= Exercise description =
Please copy out everything from the start of the listing down to the line that contains "M384 140L387 154L393", including both ends.

Recorded data
============
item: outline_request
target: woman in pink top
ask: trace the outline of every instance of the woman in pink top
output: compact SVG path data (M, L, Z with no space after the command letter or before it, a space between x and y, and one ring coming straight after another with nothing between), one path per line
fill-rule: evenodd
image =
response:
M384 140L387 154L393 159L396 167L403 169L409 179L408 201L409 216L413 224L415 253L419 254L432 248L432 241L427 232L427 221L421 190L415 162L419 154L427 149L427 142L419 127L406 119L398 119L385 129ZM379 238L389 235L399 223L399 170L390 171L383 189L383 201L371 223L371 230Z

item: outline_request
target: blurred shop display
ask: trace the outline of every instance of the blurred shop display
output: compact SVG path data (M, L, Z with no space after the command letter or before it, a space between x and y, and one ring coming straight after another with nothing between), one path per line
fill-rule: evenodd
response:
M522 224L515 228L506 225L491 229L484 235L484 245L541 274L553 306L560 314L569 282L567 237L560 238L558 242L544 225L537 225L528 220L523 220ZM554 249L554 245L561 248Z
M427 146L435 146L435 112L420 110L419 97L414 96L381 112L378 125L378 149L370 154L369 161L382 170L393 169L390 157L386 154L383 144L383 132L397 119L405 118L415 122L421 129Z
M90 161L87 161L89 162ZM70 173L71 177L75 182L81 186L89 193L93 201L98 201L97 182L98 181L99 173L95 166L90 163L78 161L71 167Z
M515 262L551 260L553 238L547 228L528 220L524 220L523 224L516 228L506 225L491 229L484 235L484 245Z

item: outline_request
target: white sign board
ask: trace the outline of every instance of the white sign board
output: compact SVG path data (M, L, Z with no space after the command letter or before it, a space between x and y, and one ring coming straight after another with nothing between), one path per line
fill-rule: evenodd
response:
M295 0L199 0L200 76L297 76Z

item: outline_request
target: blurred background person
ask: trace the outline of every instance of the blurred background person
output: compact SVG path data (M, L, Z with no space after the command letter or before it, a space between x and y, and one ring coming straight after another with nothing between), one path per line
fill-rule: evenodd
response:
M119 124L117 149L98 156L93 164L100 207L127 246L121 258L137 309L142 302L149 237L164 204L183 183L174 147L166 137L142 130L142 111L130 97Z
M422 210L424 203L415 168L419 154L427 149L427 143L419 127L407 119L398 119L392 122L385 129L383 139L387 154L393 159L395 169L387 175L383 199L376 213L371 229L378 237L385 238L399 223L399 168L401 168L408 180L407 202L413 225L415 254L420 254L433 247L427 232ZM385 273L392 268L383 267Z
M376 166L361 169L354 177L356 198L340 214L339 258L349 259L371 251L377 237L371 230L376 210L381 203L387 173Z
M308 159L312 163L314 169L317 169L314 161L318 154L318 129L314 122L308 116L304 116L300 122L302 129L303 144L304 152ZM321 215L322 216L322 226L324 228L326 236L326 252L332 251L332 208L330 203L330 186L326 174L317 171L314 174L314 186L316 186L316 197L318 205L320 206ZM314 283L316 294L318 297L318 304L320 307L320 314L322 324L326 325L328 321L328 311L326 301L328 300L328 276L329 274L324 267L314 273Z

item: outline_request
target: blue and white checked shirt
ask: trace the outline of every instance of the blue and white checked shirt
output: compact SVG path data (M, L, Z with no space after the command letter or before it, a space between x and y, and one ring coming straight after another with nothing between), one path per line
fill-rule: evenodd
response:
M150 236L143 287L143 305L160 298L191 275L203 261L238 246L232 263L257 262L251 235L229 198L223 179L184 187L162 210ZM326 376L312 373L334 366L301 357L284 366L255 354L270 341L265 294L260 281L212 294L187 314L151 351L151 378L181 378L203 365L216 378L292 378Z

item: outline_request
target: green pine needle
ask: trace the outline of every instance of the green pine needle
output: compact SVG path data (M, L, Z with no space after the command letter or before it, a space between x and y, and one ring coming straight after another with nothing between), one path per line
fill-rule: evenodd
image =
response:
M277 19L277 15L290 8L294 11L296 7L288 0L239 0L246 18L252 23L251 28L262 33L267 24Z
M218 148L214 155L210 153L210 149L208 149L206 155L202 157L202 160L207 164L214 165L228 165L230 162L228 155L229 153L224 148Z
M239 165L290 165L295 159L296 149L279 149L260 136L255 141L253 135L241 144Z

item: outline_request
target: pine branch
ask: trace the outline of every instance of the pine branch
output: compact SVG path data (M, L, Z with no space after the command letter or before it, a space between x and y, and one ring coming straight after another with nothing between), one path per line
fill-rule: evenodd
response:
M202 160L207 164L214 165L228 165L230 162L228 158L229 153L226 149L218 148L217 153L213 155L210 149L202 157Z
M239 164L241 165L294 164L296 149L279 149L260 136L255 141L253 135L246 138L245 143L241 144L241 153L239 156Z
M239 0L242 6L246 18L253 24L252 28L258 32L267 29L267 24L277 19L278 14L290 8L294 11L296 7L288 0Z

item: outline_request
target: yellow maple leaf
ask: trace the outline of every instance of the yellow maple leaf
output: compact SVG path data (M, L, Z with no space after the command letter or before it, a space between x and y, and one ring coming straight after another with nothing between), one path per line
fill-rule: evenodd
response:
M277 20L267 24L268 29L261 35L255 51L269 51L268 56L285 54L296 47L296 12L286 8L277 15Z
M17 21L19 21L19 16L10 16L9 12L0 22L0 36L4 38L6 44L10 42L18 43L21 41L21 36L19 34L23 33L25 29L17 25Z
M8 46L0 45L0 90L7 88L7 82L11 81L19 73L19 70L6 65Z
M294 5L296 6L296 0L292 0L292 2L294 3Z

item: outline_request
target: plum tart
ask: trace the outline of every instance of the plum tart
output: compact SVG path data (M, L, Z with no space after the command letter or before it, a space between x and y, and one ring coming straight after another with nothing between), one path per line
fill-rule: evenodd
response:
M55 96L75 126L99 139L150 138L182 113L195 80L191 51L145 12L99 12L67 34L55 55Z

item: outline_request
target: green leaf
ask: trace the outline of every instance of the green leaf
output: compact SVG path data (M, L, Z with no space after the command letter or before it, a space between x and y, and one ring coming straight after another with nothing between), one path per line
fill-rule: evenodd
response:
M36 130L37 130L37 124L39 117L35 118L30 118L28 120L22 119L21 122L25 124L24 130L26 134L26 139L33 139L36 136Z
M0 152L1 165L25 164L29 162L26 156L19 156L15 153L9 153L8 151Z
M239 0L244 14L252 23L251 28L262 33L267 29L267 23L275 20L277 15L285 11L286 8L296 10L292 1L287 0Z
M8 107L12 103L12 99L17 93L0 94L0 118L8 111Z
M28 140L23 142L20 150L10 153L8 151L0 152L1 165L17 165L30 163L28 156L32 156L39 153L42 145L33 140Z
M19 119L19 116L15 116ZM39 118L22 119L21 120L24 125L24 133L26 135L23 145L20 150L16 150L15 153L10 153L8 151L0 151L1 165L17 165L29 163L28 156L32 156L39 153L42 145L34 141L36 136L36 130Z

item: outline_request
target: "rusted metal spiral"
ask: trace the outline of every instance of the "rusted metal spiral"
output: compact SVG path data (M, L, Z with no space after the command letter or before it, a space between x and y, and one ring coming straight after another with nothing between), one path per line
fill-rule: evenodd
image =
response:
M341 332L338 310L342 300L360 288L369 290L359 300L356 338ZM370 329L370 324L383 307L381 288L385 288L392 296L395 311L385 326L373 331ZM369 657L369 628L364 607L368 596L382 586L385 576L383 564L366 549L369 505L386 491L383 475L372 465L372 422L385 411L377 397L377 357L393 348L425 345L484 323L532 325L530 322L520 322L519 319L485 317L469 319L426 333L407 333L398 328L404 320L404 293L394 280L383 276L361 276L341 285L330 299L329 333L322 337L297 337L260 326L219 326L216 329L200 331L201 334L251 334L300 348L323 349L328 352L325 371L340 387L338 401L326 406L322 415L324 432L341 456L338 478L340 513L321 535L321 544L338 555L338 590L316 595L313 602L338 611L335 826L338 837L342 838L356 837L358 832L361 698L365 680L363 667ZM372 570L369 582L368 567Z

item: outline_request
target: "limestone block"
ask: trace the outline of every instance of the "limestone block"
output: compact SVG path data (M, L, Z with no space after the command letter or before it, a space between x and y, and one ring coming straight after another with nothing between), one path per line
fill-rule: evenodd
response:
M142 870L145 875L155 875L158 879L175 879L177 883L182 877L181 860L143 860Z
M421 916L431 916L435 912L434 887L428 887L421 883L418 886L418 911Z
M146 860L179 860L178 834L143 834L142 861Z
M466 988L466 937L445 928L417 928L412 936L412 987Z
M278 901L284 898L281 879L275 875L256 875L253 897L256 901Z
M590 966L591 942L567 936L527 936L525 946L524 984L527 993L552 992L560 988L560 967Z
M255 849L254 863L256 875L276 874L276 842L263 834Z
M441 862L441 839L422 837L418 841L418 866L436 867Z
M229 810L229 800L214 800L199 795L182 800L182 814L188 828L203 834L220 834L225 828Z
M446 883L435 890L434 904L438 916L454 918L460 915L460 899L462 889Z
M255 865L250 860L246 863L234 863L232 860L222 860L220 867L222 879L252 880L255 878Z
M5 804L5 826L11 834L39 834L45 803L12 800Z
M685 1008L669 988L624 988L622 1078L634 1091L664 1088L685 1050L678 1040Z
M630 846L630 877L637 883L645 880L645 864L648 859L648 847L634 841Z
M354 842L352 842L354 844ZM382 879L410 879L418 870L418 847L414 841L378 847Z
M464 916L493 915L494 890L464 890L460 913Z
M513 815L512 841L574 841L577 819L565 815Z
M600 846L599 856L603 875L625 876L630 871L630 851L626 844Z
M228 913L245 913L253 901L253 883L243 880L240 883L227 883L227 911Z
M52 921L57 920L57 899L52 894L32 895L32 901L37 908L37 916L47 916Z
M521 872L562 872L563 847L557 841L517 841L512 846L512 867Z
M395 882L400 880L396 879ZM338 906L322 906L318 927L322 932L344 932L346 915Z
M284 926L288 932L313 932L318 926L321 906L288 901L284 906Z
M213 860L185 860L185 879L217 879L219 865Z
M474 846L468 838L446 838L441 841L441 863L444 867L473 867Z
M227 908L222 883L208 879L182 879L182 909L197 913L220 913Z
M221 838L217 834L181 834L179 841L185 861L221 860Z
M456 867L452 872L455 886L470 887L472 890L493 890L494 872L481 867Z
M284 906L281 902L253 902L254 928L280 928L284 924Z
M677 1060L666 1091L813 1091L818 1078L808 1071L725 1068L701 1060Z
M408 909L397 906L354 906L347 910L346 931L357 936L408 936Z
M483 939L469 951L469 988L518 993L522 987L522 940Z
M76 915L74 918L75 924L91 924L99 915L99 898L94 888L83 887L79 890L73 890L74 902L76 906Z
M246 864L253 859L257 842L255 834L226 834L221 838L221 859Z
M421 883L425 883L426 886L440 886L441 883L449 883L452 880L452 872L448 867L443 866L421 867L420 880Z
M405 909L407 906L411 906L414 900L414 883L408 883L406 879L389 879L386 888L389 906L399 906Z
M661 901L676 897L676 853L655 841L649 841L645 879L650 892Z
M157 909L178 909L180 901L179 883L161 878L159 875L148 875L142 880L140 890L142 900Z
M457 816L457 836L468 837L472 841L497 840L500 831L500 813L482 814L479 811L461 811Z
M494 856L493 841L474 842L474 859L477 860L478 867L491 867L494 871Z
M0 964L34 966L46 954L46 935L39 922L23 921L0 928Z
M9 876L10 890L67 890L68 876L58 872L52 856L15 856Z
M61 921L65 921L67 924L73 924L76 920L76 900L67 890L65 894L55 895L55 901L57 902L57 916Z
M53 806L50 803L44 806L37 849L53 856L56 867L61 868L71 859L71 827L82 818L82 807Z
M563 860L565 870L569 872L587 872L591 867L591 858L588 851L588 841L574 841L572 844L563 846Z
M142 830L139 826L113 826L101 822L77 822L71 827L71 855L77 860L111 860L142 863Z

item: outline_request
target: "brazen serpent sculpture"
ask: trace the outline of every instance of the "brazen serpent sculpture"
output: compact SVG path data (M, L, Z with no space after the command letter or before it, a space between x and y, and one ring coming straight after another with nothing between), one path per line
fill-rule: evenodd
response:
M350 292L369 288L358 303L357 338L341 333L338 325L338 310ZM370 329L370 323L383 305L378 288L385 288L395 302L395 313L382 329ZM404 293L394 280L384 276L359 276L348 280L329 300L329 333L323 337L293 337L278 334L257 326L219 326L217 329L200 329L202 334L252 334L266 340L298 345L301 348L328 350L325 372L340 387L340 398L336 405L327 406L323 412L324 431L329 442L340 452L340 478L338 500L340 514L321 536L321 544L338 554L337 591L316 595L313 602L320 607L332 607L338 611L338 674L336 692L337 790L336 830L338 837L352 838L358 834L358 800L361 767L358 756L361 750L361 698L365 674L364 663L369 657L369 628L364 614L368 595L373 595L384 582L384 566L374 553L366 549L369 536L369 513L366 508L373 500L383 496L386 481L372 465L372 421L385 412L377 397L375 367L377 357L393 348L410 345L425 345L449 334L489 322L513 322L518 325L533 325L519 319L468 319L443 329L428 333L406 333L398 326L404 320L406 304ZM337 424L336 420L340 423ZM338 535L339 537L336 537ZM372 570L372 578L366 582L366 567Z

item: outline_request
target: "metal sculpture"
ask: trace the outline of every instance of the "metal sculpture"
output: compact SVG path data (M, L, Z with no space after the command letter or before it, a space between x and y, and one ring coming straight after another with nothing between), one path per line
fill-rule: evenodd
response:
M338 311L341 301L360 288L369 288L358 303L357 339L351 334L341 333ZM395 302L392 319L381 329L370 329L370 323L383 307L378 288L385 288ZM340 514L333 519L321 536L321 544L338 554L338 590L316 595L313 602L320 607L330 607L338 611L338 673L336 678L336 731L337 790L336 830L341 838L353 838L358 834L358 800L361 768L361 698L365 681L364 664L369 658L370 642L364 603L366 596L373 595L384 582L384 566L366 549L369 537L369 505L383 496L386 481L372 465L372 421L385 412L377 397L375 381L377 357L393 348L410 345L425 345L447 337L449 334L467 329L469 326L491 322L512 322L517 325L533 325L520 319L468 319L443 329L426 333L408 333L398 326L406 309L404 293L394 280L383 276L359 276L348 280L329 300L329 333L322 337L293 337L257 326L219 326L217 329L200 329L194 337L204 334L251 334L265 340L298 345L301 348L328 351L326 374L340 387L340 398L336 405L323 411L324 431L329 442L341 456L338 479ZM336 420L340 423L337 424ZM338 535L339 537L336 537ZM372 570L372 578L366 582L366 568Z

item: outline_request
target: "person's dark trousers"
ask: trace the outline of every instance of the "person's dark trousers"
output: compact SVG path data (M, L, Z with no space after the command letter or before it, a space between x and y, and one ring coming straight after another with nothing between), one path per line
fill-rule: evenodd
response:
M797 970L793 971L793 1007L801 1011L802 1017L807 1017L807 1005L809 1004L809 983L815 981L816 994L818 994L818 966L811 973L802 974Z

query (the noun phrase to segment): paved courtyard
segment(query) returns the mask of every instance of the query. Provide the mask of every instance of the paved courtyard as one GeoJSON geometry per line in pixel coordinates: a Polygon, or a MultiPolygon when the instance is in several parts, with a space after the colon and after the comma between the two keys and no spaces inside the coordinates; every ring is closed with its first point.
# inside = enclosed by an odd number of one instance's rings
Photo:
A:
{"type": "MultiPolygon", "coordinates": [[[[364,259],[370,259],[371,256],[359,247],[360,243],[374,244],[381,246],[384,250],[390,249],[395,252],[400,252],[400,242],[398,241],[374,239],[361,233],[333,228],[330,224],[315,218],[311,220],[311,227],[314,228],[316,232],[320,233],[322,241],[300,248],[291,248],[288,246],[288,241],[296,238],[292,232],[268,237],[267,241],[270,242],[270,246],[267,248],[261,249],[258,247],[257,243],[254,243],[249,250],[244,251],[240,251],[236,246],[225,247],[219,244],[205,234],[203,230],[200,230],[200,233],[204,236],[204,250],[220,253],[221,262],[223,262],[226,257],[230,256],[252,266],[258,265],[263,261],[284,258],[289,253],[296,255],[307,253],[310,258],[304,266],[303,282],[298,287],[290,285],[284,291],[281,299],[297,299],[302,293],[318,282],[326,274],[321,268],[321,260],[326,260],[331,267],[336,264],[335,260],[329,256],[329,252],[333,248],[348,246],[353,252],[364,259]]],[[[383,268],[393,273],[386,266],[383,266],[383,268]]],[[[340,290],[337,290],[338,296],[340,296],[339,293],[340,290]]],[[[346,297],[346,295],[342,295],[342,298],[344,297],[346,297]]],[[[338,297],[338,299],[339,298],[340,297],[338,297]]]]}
============
= Answer for this exercise =
item: outline_request
target: woman in pink top
ask: trace the outline of every instance of the woman in pink top
output: compact SVG path data (M, L, Z with no space after the command letter or before it, a space between x and y, and one ring coming straight after another with nothing between), one path per line
fill-rule: evenodd
image =
response:
M384 140L387 154L393 159L396 167L403 169L409 179L408 201L409 216L413 224L415 253L419 254L432 248L432 241L427 232L427 221L421 190L415 162L419 154L427 149L427 142L419 127L406 119L398 119L385 129ZM379 238L389 235L399 223L399 170L390 171L383 189L383 201L371 223L371 230Z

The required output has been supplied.